--- start Task material ---

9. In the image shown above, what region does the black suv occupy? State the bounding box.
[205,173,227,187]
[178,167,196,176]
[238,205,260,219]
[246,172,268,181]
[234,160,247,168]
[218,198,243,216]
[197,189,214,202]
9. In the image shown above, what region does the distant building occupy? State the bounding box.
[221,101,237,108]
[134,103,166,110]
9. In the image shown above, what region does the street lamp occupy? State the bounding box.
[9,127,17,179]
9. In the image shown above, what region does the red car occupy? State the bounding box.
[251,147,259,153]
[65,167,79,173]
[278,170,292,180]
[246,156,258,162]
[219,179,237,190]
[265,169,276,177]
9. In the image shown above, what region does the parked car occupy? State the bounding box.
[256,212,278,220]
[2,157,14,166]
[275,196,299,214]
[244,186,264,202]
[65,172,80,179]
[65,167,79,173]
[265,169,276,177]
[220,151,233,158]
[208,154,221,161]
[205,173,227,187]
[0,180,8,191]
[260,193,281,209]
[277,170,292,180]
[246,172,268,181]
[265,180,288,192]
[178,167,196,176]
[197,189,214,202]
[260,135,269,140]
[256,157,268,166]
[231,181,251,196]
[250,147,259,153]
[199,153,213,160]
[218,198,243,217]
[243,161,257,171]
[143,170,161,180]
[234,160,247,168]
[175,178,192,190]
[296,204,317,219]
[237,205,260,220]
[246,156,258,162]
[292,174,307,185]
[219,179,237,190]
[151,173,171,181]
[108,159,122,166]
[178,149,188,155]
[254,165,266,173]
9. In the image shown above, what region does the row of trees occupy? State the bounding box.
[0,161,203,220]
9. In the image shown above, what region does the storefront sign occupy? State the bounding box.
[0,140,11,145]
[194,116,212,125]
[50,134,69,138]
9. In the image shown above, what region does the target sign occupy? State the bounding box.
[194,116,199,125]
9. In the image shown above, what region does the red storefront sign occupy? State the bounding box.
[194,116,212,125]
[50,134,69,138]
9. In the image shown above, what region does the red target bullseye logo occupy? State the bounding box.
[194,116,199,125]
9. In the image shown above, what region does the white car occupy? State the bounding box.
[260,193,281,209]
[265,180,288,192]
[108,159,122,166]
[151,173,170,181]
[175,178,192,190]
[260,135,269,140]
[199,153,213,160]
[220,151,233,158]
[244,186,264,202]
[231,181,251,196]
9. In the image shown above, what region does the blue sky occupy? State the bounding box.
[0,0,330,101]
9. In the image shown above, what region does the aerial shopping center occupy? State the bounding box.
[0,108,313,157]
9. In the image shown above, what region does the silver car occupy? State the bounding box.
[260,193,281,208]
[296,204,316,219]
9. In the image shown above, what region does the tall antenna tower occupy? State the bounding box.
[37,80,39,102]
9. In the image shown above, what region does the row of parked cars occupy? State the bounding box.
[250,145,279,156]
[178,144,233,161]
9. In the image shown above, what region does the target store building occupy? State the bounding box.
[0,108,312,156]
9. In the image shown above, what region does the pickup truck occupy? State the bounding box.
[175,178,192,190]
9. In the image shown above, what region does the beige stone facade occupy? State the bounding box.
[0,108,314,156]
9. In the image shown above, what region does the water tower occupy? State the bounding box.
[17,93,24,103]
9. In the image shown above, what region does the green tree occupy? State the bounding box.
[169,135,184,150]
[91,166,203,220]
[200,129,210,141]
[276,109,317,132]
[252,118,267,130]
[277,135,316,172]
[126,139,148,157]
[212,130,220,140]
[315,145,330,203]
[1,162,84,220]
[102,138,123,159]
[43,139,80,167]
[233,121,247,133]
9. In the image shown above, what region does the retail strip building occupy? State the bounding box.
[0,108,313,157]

--- end Task material ---
--- start Task material ---

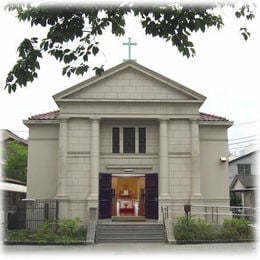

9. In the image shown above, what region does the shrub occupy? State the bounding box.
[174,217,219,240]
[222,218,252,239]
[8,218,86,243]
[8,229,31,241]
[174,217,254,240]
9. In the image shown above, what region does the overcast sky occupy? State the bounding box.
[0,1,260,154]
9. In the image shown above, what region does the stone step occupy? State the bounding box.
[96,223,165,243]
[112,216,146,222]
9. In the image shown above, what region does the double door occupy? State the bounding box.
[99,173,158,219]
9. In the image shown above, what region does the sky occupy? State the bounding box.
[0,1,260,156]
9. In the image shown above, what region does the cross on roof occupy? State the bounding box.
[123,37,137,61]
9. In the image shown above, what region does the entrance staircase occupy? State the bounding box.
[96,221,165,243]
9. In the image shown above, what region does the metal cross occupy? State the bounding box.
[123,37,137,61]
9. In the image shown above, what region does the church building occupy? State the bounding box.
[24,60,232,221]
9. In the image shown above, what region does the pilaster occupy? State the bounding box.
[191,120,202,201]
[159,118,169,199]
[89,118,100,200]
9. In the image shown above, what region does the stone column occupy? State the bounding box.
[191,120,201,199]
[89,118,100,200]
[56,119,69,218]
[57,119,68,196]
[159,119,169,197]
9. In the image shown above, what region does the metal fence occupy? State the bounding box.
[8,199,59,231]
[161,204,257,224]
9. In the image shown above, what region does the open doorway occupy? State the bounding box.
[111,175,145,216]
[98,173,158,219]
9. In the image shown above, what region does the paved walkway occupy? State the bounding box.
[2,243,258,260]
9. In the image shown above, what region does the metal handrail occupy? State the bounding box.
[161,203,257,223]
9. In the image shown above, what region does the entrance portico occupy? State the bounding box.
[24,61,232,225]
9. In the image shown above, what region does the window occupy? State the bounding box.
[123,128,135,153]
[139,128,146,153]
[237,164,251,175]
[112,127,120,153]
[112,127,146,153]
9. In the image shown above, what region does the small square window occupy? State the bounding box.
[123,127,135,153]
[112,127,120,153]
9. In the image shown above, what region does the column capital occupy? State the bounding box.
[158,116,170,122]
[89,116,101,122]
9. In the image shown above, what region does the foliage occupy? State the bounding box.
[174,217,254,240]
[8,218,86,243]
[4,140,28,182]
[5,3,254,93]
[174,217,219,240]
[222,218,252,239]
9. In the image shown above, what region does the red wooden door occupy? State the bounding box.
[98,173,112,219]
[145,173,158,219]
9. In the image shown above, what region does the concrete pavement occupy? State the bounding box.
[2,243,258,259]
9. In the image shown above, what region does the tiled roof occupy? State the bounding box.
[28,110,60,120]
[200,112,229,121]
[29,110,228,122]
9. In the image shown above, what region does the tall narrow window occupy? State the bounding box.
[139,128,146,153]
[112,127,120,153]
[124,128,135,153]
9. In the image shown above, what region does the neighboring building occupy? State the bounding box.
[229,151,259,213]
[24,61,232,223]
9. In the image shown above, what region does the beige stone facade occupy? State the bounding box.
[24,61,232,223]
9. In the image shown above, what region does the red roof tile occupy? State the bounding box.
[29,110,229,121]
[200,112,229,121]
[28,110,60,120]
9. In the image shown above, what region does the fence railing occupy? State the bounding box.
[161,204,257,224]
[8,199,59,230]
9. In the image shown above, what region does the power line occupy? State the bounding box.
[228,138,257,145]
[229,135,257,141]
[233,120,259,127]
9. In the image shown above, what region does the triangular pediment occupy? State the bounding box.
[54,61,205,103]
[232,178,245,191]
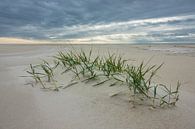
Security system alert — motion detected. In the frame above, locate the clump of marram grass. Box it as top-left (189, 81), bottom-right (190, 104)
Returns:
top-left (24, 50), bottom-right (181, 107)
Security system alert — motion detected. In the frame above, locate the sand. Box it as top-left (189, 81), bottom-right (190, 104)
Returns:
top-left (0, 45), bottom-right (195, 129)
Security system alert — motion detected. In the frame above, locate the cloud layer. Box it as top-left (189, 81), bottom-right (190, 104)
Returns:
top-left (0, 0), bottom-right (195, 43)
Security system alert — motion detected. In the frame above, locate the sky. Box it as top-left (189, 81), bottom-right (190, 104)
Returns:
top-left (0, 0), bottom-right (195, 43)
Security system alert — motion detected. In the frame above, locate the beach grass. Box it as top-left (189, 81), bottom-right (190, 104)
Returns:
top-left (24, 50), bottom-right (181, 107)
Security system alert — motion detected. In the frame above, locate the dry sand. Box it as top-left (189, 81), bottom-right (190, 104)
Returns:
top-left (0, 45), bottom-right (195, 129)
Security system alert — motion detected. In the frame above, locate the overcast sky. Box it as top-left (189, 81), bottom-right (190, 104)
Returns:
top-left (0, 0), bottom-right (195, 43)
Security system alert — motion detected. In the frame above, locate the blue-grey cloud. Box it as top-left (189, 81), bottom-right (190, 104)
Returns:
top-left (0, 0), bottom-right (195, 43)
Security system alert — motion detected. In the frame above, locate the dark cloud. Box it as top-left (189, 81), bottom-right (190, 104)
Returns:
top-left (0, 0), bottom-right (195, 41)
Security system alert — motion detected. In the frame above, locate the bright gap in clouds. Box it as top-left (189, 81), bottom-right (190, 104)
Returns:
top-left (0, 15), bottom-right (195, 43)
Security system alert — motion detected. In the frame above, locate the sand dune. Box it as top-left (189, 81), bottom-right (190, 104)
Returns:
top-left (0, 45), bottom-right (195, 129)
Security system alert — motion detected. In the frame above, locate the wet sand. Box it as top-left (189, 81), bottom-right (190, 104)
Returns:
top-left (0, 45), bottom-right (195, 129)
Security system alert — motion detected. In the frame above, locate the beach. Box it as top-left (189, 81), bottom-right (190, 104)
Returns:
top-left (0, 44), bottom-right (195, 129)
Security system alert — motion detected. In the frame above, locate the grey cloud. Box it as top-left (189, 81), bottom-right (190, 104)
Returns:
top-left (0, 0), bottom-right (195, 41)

--- end Task material ---
--- start Task material ---

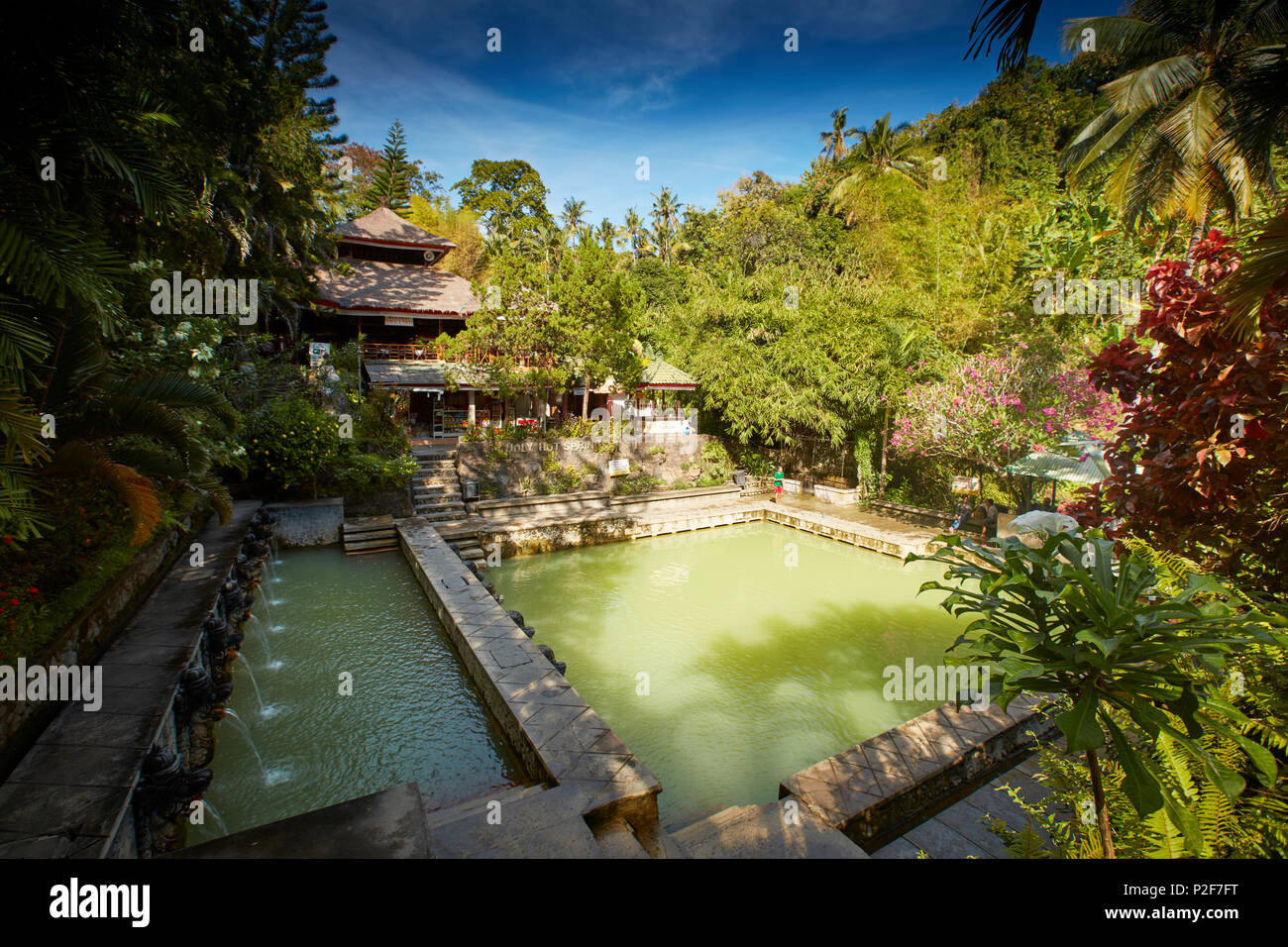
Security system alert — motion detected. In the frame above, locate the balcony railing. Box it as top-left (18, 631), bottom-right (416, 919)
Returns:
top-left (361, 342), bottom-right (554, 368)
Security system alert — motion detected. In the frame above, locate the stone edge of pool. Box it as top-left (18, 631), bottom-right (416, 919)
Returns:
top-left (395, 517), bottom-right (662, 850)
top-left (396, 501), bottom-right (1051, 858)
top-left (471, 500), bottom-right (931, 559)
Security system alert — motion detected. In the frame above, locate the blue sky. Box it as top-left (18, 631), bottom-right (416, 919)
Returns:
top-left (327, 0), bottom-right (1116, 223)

--- end Task material ---

Extract the stretch of the data above from the line containing "9. In the image shown above, what region does the foliage" through the line containing "[145,173,158,219]", including both of those lines, and reproduce them verbatim.

9. In the image shown above, what region does the foliage occupy? State the bounding box.
[174,217,254,240]
[8,218,86,243]
[4,140,28,182]
[5,3,254,93]
[174,217,219,240]
[222,218,252,239]
9. In the image shown above, what region does the red wooden door occupy? State the bounding box.
[98,173,112,219]
[145,173,158,219]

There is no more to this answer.